### Recorded information
=====
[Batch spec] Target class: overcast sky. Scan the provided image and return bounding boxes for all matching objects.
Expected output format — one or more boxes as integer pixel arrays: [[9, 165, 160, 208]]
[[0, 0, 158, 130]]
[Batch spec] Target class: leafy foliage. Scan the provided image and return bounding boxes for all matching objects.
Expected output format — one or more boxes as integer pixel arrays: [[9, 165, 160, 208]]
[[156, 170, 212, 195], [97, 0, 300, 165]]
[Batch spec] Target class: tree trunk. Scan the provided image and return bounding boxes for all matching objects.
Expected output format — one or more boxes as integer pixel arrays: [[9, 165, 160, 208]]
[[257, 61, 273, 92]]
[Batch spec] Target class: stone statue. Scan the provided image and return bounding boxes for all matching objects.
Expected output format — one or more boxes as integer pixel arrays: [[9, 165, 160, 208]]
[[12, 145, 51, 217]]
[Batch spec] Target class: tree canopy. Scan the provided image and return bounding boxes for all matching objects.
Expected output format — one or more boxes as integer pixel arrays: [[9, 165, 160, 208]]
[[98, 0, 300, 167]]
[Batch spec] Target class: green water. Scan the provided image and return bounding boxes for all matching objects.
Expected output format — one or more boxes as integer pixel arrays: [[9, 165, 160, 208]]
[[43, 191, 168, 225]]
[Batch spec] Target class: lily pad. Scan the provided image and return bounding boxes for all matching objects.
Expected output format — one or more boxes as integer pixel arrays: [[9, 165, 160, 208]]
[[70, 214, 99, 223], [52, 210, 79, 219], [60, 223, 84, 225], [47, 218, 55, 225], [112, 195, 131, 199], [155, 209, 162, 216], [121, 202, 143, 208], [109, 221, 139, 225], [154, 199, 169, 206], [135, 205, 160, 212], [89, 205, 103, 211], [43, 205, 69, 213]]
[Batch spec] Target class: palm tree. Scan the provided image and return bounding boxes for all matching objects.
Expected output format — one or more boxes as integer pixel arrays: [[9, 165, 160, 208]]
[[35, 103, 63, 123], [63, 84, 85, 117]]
=====
### What the exercise asks
Give back the listing above unchanged. Start at its first line and stop after the line that contains "205, 69, 213]]", including that line.

### Task solution
[Batch spec] Target class: overcast sky. Scan the provided image and return bounding boxes for all matching objects.
Expected output format — one or more boxes as integer pixel arrays: [[9, 165, 160, 208]]
[[0, 0, 158, 130]]
[Batch spec] Target class: leafy foliage. Scan the provided image and return bounding boxes for all matching objects.
Expected output format — one or more boxes as integer pixel arrays: [[9, 165, 160, 208]]
[[156, 170, 212, 195], [97, 0, 300, 165]]
[Batch spec] Target class: tree trunk. Scan the provided image and return bounding boxes for all matching objects.
Expected output format — one or more boxes as integer pixel arrays: [[9, 165, 160, 208]]
[[257, 61, 273, 92]]
[Batch spec] Target class: stone statue. Scan the provided image and return bounding boxes for all matching objects.
Expected output format — one or more boxes as integer pixel arrays: [[9, 165, 160, 208]]
[[12, 145, 51, 217]]
[Batch spec] Target class: tree canopy. Scan the provided image and return bounding boxes for all matching objects.
Expected output format — one or more boxes as integer pixel arrays: [[9, 165, 160, 208]]
[[98, 0, 300, 167]]
[Batch spec] Target class: green water. Scan the provided image and return bounding boxes for all matching objects.
Expected output format — one or more boxes as integer pixel arrays: [[9, 165, 160, 208]]
[[43, 191, 168, 225]]
[Batch spec] Target class: lily pad. Scan the provided image and return bounding boxes for all matching objects.
Expected output format — one or more boxes as integer pixel arrays: [[9, 165, 160, 208]]
[[70, 214, 99, 223], [52, 210, 79, 219], [60, 223, 84, 225], [47, 218, 55, 225], [112, 195, 131, 199], [155, 209, 162, 216], [121, 202, 143, 208], [109, 221, 139, 225], [154, 199, 169, 206], [135, 205, 160, 212], [89, 205, 103, 211], [43, 205, 69, 213]]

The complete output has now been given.